-- START OF Data rows --

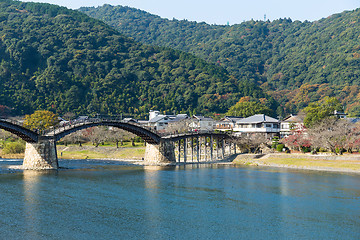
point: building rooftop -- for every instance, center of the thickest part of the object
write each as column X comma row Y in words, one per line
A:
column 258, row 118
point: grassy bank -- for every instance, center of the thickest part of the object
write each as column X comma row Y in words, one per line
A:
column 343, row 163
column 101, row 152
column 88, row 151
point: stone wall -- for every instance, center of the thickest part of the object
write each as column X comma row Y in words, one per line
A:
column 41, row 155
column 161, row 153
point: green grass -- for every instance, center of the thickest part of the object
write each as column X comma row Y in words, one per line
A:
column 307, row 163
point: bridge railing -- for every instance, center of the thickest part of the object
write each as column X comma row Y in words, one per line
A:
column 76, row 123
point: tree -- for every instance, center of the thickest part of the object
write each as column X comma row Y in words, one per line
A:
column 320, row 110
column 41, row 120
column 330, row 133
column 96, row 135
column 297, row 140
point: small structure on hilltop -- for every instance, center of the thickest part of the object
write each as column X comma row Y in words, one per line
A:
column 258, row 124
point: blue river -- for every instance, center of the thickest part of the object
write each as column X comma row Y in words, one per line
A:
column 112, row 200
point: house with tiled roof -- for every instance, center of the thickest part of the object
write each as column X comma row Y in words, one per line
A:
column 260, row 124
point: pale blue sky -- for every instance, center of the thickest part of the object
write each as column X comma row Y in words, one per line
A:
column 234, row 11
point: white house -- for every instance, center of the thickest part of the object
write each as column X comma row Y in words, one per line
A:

-- END OF Data rows --

* _Exercise prompt_: Recast the records, from their very start through the line containing "column 161, row 153", as a Markdown table with the columns "Row" and "Line," giving each line its own numbered row. Skip blank lines, and leave the pictures out.

* _Completed exercise_:
| Row | Line |
|---|---|
| 1 | point: building rooftop -- for every instance, center of the thickest part of the object |
| 2 | write each as column X comma row Y in words, one per line |
| 3 | A: |
| 4 | column 258, row 118 |
| 5 | point: grassy bank -- for every instance, center of the thickest part of the object |
| 6 | write each as column X comma row Y in words, one per line |
| 7 | A: |
| 8 | column 343, row 163 |
| 9 | column 101, row 152 |
| 10 | column 88, row 151 |
| 11 | point: stone wall -- for every instance, center of the thickest part of the object |
| 12 | write each as column X comma row Y in words, one per line |
| 13 | A: |
| 14 | column 41, row 155 |
| 15 | column 161, row 153 |